> **WHAT TO WORK ON**:
Reproduce each record below exactly as written.

--- RECORDED INFORMATION ---

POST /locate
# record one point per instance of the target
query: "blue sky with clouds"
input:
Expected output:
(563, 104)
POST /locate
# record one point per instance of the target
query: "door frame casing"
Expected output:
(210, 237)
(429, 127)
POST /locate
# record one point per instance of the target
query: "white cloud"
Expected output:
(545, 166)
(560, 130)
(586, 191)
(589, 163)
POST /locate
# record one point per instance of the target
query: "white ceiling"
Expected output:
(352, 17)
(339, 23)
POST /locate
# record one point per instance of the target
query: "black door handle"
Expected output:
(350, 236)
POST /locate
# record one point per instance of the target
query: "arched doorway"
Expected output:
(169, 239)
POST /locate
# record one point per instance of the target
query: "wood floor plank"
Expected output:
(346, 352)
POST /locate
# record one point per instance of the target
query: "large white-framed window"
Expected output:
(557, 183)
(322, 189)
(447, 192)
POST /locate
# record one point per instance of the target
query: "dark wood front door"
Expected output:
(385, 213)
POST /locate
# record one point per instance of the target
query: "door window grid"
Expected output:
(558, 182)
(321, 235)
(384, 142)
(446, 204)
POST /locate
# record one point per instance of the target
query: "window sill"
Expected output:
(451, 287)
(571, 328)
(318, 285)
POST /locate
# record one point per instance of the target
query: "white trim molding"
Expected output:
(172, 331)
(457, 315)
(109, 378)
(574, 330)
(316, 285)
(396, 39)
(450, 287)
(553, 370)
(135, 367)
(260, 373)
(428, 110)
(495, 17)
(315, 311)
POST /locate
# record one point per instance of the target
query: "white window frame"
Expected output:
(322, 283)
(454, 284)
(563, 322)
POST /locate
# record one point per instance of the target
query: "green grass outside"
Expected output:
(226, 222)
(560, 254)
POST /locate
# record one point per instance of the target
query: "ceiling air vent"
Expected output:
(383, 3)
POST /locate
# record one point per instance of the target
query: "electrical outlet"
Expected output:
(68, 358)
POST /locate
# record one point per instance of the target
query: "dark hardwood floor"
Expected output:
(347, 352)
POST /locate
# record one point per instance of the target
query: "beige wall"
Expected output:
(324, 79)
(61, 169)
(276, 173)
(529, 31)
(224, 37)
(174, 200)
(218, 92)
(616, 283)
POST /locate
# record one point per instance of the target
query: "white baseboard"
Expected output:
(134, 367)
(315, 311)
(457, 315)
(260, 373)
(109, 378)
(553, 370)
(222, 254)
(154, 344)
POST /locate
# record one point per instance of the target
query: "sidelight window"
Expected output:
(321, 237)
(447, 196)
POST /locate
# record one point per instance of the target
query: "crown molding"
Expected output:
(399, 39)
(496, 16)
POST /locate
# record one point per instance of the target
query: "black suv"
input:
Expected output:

---

> **FULL SOLUTION**:
POST /locate
# record one point per instance of the target
query: "blue sky with clouds"
input:
Expected output:
(563, 104)
POST /locate
# record one point per instance of the target
query: "door frame casing"
Expected output:
(210, 237)
(429, 127)
POST /locate
# record one point per instance of the target
query: "white cloud"
Expected output:
(545, 166)
(560, 130)
(586, 191)
(589, 163)
POST /locate
# record one point per instance of the target
query: "white ceiling"
Expected output:
(352, 17)
(339, 23)
POST /locate
# record one point per instance of the target
query: "black door handle"
Expected output:
(350, 236)
POST /locate
# record one point per instance of the target
query: "arched doorway"
Expected output:
(169, 239)
POST /locate
# record one point per instance of the target
query: "wood floor plank"
Expected output:
(346, 352)
POST /locate
# record one point per instance of the target
query: "large white-framed window"
Expected output:
(557, 183)
(322, 189)
(447, 192)
POST /locate
# record one point per instance of the target
query: "dark wood front door"
Expected output:
(385, 213)
POST /locate
# record one point per instance of the target
query: "door window grid"
Expected output:
(558, 182)
(321, 235)
(384, 142)
(446, 204)
POST /locate
# record one point per instance of the target
query: "window sill"
Expected output:
(451, 287)
(571, 328)
(318, 285)
POST /locate
# record one point per instance of the target
query: "white trim molding"
Expected output:
(172, 331)
(457, 315)
(109, 378)
(574, 330)
(316, 285)
(396, 39)
(450, 287)
(553, 370)
(135, 367)
(260, 373)
(428, 110)
(495, 17)
(315, 311)
POST /locate
# record one point per instance of the target
query: "white window frame"
Expected output:
(322, 283)
(454, 284)
(563, 322)
POST /locate
# record one point per instance of the target
query: "green grass outside"
Expected output:
(226, 222)
(560, 254)
POST /locate
# record one point per instance of the target
query: "ceiling air vent"
Expected output:
(383, 3)
POST /locate
# record one point per instance of the target
query: "electrical outlet"
Expected output:
(68, 358)
POST /locate
# record one point per instance of the target
query: "dark hardwood floor"
Expected output:
(347, 352)
POST /locate
# record one point per instance of the target
query: "beige wall"
Expected output:
(324, 79)
(61, 169)
(276, 173)
(529, 31)
(224, 37)
(174, 200)
(218, 92)
(616, 283)
POST /locate
# record one point per instance of the target
query: "white baseboard"
Expected output:
(134, 367)
(315, 311)
(457, 315)
(260, 373)
(109, 378)
(553, 370)
(222, 254)
(154, 344)
POST /locate
# record one point per instance of the target
query: "sidelight window"
Expected output:
(321, 237)
(447, 196)
POST /locate
# record one point per instance of the target
query: "crown molding"
Expected output:
(399, 39)
(496, 16)
POST /locate
# record one point per instance of the target
query: "black suv"
input:
Expected output:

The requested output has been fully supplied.